* GIVEN REQUEST
Convert the part of the listing that begins at the line containing "Thank you for the photo. Please point out the tree trunk" and ends with the line containing "(727, 1162)" into a numbered list, including both of those lines and omitting any blank lines. Apply this to that range alone.

* DATA SUPPLIED
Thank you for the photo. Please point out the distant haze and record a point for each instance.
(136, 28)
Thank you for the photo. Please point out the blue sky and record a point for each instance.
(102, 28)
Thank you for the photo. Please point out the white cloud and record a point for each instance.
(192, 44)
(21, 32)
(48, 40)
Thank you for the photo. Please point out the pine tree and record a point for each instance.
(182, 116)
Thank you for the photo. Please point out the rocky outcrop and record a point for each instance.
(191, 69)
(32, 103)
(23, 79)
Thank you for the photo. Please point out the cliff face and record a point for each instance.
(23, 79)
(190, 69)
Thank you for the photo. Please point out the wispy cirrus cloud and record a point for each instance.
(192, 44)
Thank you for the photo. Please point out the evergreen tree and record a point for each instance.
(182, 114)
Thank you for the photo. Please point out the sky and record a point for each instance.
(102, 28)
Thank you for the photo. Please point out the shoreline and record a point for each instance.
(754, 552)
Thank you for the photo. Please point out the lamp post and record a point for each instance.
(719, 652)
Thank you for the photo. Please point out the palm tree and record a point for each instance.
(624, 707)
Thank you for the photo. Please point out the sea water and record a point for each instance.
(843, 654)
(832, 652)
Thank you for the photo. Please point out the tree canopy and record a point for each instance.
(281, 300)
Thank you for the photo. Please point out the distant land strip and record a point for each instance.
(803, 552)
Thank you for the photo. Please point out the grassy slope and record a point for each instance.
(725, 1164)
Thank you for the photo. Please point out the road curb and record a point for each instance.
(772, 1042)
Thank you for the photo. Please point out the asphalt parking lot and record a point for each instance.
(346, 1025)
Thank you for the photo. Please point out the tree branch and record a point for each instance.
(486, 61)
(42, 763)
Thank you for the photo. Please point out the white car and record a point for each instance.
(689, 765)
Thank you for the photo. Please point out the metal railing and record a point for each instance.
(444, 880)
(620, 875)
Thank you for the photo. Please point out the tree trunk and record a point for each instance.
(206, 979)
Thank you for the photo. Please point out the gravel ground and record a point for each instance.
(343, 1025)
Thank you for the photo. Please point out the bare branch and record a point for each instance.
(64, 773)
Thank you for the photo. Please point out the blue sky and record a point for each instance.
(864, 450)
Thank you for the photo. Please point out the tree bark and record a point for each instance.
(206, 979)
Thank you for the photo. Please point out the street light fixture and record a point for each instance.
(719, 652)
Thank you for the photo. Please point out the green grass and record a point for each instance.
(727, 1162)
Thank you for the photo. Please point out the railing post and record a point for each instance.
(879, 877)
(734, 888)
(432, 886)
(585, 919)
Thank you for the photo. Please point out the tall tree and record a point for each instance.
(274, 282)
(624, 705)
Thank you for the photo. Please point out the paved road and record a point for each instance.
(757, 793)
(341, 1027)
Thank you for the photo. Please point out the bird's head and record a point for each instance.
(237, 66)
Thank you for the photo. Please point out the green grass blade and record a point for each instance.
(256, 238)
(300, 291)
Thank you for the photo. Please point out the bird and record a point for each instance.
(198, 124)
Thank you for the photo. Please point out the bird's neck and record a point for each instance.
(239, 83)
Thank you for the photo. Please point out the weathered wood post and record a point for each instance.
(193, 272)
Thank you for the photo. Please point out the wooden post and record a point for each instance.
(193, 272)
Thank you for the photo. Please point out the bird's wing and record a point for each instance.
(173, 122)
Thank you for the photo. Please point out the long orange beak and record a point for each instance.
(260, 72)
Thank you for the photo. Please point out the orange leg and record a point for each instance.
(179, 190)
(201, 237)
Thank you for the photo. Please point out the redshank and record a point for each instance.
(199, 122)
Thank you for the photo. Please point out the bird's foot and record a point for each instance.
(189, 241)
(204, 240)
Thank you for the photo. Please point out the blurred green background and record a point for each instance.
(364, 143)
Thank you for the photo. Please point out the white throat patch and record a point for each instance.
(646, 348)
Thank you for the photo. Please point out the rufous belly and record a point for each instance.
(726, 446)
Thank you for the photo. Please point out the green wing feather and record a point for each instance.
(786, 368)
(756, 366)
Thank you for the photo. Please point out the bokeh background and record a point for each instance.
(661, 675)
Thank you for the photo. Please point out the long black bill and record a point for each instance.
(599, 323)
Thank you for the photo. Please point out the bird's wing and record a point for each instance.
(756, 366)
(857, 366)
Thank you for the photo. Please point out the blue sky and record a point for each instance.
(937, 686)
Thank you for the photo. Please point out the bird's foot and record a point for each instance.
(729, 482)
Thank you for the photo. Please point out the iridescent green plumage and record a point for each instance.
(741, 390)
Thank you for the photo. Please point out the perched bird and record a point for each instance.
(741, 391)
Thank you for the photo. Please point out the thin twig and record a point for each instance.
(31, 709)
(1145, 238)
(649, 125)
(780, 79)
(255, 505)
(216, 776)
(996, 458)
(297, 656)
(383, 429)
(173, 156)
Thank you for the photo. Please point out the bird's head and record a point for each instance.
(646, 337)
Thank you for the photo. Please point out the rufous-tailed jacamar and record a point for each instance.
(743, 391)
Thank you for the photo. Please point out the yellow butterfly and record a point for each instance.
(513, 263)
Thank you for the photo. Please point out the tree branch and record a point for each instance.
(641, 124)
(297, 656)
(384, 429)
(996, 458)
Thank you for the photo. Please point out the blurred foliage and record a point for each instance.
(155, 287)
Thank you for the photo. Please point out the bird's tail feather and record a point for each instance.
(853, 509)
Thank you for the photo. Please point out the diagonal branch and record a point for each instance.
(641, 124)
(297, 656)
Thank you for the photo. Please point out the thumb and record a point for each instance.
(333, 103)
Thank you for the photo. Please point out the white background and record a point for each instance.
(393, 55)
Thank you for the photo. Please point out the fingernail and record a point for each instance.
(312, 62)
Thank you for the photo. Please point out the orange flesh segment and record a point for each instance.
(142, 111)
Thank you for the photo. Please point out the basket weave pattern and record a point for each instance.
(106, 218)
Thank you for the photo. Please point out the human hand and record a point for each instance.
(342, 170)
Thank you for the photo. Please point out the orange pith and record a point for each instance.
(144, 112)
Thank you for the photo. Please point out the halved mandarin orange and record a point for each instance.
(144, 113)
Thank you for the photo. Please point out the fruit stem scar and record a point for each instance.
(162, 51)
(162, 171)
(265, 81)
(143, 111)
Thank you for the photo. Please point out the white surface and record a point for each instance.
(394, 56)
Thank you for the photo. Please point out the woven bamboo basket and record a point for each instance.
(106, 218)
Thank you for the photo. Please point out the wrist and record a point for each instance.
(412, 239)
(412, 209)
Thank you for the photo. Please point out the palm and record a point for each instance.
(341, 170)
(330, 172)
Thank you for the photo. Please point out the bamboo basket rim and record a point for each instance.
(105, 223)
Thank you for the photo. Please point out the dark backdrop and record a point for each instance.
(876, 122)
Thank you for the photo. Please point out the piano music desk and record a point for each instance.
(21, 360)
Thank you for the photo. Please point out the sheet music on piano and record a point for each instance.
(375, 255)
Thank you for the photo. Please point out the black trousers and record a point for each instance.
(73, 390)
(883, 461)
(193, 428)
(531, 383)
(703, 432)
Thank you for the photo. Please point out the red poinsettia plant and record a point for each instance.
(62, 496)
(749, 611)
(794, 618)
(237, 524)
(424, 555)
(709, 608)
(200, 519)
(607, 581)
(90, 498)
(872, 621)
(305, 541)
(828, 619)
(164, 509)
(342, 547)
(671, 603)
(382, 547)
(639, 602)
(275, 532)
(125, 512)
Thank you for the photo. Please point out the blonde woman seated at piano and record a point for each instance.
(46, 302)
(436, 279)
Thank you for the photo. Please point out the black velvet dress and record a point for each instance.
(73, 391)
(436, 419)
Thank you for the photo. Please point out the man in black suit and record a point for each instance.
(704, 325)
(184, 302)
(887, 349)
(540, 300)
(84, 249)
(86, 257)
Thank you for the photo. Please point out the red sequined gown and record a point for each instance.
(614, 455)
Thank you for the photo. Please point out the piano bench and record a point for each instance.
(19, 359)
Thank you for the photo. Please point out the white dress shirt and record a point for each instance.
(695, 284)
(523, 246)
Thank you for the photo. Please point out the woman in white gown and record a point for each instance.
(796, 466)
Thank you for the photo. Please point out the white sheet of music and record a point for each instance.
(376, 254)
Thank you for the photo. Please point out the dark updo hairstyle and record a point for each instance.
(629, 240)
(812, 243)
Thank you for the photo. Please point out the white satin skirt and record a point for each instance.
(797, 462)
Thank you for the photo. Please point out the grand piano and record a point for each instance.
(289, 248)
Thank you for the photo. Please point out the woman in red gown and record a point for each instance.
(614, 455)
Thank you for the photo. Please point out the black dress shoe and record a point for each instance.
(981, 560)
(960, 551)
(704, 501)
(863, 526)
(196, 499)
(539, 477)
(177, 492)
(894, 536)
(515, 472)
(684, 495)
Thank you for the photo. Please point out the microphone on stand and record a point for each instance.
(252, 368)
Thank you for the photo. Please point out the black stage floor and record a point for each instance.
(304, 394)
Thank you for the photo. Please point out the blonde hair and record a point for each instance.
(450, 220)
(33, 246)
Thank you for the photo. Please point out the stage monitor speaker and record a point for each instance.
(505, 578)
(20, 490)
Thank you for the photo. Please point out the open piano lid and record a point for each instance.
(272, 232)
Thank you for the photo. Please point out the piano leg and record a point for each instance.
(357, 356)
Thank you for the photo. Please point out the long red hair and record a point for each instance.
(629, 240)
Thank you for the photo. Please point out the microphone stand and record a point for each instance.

* SOLUTION
1. Thank you for the photo. Please point out the tree trunk and record a point for each instance.
2. (206, 979)
3. Thank you for the photo. Please point out the gravel ground and record a point for each instance.
4. (343, 1025)
5. Thank you for the photo. Please point out the bare branch and record a point for each instance.
6. (64, 773)
7. Thank you for the photo. Please point out the blue sky and record a point for each instance.
8. (864, 450)
9. Thank you for the photo. Please point out the tree bark and record a point for each instance.
10. (206, 979)
11. Thank you for the photo. Please point out the street light fixture and record a point for each instance.
12. (719, 652)
13. Thank you for the photo. Please point out the green grass and record a point for each instance.
14. (727, 1162)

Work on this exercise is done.